- DIRECTION 1: Lay out the stretch of the listing from the line containing "Practice. Point out each instance of the front headlight" through the line containing "pixel 267 518" as a two-column CSV with the columns input and output. Put the text to be answered under input and its answer under output, each in one quoted field with line breaks turned into spaces.

+ + + + +

Author: Goran Rosenberg
Translated from the Swedish by
Sarah Death
Publisher: Other Press
ISBN: 978-1-59051-608-9
Uniquely conceived,
Brief Stop: On the Road from Auschwitz, captivates the reader by the
author’s fascinating and unusual recounting of his
Holocaust-survivor father, David Rosenberg’s journey from
Auschwitz, Poland to Sweden.
The horrors David
experienced during WW11 either became repressed memories or were such
that he chose not to remember or talk about it. To better
understand the journey from the Polish Lodz ghetto to concentration
camps and and survival, the author carefully researched David’s
story and raised important ethical issues for consideration for later
generations.
David was just one of many in the Lodz ghetto in
Poland when Jewish administrator and Nazi collaborator, Chaim
Rumkowski, made the decision to sacrifice the elderly, sick and all
children under the age of ten so that the remaining people of the
Lodz ghetto could avoid extermination. As a result, the Lodz
ghetto was not fully liquidated and David’s life was spared
prompting the “does the end justify the means?”

+ + + + +

- DIRECTION 2: Rewrite the stretch of the book review from "Author: Goran Rosenberg" through "Poland to Sweden.", putting "trek" in place of "journey".

- RECORDS TO USE:
+ + + + +

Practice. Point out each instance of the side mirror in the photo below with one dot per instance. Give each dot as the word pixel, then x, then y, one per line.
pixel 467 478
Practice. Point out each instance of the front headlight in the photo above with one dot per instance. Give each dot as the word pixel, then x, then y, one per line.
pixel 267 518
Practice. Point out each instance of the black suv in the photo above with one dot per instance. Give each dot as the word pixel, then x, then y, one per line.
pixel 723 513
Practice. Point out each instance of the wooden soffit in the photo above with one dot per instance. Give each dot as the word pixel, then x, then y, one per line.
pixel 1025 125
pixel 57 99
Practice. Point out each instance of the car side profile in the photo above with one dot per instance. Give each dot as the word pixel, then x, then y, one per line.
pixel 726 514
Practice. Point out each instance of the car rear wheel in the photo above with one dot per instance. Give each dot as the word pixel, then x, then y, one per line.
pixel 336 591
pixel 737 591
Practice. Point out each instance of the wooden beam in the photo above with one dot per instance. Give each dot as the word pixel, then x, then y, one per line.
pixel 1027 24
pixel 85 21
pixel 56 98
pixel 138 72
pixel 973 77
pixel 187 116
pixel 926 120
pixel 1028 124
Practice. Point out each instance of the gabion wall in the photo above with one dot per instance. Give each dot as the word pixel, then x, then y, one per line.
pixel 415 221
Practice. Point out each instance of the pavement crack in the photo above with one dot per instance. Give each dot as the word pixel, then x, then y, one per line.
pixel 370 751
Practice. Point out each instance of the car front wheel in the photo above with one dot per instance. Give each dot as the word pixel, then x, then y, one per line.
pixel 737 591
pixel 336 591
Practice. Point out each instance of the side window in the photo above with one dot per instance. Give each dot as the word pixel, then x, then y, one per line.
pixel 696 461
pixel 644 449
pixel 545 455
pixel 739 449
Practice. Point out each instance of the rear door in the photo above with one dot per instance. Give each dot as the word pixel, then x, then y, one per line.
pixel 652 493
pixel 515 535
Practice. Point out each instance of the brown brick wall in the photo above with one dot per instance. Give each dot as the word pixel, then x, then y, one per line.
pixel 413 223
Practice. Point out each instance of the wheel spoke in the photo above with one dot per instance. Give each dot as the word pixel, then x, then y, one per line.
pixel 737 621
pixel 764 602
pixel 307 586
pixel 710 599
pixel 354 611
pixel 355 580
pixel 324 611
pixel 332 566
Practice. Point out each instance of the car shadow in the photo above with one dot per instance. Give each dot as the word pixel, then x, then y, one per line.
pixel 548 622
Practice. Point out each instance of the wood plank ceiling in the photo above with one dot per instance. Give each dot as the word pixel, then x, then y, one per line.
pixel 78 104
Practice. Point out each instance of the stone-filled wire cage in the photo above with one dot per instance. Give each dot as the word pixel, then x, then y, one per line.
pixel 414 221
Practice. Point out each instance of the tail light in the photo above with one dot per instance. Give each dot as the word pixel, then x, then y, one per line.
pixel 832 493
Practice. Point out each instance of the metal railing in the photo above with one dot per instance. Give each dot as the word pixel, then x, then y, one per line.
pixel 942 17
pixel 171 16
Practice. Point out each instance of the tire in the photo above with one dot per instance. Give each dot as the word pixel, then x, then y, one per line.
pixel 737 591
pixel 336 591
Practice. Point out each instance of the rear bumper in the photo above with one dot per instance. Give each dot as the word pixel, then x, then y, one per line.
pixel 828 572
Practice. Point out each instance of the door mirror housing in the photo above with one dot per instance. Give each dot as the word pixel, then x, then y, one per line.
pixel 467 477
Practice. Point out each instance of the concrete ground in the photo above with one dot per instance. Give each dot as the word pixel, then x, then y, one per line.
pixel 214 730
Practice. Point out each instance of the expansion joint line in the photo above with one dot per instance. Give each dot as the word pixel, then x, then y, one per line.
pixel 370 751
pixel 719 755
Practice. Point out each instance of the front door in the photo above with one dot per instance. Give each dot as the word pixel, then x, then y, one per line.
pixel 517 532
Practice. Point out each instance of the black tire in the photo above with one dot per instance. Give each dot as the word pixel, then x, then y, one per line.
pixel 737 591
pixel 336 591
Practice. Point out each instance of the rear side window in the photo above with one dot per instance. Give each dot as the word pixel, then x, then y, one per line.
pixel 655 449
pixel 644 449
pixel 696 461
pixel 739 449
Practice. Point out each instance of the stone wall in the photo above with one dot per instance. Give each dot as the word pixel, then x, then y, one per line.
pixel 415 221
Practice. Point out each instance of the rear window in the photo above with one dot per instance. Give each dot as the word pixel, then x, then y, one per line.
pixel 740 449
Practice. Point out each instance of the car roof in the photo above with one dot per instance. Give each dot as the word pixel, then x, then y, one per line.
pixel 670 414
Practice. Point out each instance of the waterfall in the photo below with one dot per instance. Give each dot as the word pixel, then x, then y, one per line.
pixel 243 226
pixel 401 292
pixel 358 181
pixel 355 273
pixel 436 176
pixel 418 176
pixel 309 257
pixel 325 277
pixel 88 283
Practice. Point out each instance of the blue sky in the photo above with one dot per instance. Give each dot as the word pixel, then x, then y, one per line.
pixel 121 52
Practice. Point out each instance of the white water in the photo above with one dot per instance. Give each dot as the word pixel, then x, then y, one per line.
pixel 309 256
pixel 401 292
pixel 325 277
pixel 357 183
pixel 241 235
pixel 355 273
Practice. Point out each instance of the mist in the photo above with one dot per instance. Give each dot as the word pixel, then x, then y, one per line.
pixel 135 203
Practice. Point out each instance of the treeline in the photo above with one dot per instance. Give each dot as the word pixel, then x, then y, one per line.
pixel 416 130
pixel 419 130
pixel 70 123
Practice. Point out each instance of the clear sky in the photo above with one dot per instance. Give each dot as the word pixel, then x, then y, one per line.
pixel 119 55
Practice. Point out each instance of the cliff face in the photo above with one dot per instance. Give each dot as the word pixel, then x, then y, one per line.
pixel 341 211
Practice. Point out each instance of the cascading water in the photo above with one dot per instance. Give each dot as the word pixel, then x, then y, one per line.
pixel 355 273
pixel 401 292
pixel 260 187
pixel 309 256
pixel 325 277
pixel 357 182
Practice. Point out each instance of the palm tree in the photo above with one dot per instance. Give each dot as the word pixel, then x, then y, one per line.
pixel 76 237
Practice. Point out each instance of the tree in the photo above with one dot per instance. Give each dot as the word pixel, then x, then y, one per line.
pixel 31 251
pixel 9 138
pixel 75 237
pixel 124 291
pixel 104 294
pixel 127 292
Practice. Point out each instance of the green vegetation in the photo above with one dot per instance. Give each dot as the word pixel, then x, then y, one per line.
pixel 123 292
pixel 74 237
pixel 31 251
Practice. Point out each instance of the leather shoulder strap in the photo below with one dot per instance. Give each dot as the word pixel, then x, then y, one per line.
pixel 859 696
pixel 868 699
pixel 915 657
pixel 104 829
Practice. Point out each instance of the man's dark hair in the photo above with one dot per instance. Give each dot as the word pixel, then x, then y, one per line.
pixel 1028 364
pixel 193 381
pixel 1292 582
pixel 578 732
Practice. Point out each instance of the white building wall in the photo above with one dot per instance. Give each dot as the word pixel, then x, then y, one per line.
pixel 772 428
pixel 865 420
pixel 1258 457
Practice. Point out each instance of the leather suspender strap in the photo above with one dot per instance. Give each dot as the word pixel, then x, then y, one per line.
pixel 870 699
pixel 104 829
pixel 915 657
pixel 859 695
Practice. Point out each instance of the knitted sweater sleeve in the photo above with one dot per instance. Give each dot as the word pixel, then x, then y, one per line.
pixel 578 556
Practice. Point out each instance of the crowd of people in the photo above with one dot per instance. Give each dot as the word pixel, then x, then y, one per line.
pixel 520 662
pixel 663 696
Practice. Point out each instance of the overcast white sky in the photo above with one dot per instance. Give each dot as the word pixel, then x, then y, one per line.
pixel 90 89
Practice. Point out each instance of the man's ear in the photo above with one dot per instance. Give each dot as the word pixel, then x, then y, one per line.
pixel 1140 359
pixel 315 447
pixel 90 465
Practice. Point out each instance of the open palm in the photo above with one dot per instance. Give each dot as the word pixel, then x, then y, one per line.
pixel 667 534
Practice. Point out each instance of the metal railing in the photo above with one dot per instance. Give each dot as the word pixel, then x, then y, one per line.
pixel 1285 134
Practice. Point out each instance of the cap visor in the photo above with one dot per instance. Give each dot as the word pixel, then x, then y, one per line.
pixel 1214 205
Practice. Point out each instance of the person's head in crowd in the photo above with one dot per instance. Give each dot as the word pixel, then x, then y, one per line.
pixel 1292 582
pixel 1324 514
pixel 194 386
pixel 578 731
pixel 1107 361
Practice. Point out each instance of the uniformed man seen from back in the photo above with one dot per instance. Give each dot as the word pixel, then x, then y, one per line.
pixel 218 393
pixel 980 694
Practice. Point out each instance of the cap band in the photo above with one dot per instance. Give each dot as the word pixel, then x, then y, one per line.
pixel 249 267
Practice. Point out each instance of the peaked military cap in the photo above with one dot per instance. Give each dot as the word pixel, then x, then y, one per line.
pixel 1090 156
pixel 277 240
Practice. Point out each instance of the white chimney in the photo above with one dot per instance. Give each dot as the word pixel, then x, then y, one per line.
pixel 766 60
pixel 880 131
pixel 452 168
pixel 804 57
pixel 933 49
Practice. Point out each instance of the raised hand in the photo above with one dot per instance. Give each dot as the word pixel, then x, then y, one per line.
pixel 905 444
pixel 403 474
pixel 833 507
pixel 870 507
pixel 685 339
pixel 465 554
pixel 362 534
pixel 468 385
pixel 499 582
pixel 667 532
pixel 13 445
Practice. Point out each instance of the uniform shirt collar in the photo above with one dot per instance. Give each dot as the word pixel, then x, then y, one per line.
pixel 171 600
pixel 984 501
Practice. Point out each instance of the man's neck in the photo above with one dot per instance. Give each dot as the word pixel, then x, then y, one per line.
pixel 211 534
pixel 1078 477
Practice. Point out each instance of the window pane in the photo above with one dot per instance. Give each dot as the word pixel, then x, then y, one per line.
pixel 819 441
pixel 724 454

+ + + + +

- FULL SOLUTION 1:
input,output
"Practice. Point out each instance of the front headlight in the photo above with one dot per instance. Give each dot as the word pixel, then x, then y, one per line.","pixel 267 518"

- FULL SOLUTION 2:
Author: Goran Rosenberg
Translated from the Swedish by
Sarah Death
Publisher: Other Press
ISBN: 978-1-59051-608-9
Uniquely conceived,
Brief Stop: On the Road from Auschwitz, captivates the reader by the
author’s fascinating and unusual recounting of his
Holocaust-survivor father, David Rosenberg’s trek from
Auschwitz, Poland to Sweden.